• [Stated exercise] Emit only the lines from the line containing "Expected: a marker on each instance of the dirt" through the last line of the entries, unchanged.

[Object pointing dataset rows]
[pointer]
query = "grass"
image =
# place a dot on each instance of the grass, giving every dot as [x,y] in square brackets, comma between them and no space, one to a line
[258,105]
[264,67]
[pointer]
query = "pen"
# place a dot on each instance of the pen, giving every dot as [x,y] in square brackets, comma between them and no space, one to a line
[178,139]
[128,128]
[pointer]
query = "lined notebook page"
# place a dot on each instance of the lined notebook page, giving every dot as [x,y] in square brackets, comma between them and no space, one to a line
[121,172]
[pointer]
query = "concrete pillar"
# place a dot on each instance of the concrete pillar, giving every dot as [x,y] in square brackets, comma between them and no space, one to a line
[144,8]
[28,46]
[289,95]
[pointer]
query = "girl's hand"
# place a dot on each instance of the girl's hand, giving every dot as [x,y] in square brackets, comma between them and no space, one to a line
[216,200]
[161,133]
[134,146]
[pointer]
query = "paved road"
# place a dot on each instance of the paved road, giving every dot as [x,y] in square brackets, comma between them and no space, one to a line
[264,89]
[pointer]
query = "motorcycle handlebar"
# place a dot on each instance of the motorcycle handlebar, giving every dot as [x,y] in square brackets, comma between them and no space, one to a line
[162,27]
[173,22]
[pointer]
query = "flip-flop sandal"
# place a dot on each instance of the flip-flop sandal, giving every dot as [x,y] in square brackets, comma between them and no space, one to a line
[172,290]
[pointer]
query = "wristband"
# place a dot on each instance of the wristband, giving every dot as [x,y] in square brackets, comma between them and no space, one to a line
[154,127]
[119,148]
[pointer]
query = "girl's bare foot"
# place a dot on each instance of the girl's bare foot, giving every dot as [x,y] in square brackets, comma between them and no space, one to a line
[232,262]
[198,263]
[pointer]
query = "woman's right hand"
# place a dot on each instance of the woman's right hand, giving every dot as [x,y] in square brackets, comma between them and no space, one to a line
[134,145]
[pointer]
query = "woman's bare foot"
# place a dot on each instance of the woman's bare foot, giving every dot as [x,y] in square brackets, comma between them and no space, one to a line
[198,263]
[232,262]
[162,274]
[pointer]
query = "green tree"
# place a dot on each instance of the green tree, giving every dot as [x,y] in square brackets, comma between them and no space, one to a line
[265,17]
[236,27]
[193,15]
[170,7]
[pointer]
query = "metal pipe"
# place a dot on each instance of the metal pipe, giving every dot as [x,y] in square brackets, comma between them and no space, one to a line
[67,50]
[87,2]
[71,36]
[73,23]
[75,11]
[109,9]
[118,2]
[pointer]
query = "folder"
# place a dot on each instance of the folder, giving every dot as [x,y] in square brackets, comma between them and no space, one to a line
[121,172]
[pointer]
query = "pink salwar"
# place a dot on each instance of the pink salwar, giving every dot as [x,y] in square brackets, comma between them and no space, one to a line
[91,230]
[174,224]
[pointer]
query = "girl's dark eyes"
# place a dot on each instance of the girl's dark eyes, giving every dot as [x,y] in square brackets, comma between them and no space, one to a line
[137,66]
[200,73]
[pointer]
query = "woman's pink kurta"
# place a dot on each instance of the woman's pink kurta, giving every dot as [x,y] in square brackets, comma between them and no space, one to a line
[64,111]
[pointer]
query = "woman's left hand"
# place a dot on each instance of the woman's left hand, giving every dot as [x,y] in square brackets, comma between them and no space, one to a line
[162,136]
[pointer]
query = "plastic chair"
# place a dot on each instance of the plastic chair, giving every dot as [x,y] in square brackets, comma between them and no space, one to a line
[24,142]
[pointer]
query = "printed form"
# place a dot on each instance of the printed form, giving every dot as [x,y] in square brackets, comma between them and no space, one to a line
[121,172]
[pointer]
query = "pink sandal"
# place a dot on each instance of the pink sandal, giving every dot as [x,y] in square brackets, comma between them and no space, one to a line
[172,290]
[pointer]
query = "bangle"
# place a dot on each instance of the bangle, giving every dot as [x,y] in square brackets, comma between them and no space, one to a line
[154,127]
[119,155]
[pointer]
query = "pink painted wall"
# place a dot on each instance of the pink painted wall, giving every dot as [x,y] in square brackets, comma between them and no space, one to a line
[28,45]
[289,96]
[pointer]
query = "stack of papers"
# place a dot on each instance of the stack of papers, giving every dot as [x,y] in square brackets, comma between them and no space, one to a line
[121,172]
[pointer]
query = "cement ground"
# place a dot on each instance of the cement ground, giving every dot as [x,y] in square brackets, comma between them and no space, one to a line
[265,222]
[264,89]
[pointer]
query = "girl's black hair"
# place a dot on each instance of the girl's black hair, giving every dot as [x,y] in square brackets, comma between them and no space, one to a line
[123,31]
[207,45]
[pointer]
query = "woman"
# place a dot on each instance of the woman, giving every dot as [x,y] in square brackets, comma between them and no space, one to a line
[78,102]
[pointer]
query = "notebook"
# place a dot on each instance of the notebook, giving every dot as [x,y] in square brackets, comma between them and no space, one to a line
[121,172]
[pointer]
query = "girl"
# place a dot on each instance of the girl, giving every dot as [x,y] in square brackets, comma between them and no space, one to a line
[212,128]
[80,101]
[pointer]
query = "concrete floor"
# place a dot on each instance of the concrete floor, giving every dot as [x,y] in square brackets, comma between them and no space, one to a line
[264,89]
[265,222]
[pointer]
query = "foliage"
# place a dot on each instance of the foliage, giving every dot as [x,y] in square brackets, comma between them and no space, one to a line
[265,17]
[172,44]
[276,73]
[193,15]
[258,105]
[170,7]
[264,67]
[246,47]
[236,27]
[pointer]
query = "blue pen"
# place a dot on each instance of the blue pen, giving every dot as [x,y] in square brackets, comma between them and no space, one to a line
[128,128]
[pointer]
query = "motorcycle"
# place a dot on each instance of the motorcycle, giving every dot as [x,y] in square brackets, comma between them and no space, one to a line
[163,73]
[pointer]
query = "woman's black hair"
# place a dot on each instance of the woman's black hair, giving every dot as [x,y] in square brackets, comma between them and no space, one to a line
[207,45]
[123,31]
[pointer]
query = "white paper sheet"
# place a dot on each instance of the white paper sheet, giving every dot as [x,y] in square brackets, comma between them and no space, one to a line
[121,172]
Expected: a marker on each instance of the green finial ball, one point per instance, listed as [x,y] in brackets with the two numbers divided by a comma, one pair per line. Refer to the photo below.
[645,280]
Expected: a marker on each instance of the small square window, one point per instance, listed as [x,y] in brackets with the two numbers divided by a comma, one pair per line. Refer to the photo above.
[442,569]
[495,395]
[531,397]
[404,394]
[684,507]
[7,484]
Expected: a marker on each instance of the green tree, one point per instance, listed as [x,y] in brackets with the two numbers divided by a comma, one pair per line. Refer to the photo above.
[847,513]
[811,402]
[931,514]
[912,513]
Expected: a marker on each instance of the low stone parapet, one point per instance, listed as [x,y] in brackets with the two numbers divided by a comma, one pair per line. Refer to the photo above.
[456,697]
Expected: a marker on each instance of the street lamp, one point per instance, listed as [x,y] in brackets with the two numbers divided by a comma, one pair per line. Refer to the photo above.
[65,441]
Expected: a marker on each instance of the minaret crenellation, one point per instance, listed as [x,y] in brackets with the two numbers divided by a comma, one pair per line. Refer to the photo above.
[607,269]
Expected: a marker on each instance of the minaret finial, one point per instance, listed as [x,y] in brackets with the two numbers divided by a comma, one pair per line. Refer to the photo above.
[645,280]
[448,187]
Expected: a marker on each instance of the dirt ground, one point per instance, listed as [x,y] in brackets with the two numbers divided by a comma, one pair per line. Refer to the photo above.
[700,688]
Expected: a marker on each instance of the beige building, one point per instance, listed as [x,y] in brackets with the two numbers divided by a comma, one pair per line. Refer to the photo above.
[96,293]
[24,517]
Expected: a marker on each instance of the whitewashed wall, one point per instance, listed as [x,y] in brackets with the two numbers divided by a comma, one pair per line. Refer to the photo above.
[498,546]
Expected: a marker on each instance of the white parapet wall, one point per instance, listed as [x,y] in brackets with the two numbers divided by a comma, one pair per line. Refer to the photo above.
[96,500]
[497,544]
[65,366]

• [Written response]
Expected: a marker on each instance of the dirt ground, one point per instance, listed as [x,y] in brackets with the two numbers divided by a comma, one pair per line. Refer to the photo above.
[700,688]
Expected: a marker on each instance of the beige building, one point per instance, listed as [x,y] in brackets with the two numbers divided by a comma, one pair per line. Refer to the photo above.
[96,293]
[24,517]
Expected: a marker on each instance of the whitewashed wall, one point per instance, listed as [x,y] in brackets with the two numbers divided by a comma, one pair per line. Refer to the photo above.
[498,546]
Expected: a marker on each instance of the white parapet wall, one point per instance, listed as [x,y] in brackets with the two numbers divided by a comma, one pair per line. Refer to the photo above.
[96,500]
[497,544]
[65,366]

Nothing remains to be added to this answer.